* Task to carry out *
Return every line of the data below that contains the word "pool", copying each one in full.

━━━ Source records ━━━

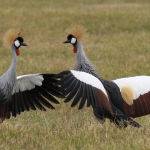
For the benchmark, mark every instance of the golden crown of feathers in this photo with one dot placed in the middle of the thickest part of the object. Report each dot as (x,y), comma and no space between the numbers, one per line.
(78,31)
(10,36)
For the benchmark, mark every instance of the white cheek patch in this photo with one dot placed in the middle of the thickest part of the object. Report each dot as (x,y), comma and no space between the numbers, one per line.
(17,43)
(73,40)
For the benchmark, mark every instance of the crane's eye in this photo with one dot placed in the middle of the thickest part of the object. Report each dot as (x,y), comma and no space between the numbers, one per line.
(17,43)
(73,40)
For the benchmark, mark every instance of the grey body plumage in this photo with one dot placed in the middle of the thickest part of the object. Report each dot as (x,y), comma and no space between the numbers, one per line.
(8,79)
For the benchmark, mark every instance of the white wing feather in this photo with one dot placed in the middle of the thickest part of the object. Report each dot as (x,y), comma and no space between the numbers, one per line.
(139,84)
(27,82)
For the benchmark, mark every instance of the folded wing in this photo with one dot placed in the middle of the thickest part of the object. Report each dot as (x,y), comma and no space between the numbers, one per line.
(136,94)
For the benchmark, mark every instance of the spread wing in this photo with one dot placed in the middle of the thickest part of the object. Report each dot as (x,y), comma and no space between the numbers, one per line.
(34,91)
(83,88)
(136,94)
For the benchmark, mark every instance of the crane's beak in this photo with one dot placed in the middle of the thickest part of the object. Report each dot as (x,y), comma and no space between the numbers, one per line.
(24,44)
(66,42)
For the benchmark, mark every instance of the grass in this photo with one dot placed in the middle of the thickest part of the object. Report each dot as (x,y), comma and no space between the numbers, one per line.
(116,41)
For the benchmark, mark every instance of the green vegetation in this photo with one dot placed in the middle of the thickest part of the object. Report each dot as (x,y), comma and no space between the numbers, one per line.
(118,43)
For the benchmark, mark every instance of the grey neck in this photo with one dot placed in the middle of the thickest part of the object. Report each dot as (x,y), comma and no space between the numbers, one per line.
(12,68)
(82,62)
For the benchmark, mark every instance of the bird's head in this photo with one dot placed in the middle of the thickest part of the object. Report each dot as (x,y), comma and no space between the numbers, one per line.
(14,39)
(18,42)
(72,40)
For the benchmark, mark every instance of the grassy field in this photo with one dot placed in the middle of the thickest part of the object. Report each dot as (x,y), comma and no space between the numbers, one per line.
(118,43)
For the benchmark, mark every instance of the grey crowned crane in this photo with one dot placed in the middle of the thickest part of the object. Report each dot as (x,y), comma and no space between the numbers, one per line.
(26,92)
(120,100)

━━━
━━━ Source records ━━━

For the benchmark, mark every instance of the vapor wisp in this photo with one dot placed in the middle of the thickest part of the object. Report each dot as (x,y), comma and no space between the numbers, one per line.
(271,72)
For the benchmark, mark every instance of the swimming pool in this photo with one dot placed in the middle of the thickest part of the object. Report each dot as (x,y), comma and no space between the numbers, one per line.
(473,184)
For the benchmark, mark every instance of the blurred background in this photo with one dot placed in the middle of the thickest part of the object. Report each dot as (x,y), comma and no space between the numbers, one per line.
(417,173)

━━━

* Result of the task *
For the benchmark, mark every instance of the swimming pool in this photo with one dot placed in the middle of the thickest part of the object. Report each dot as (x,y), comma and no space between the numbers, one per line.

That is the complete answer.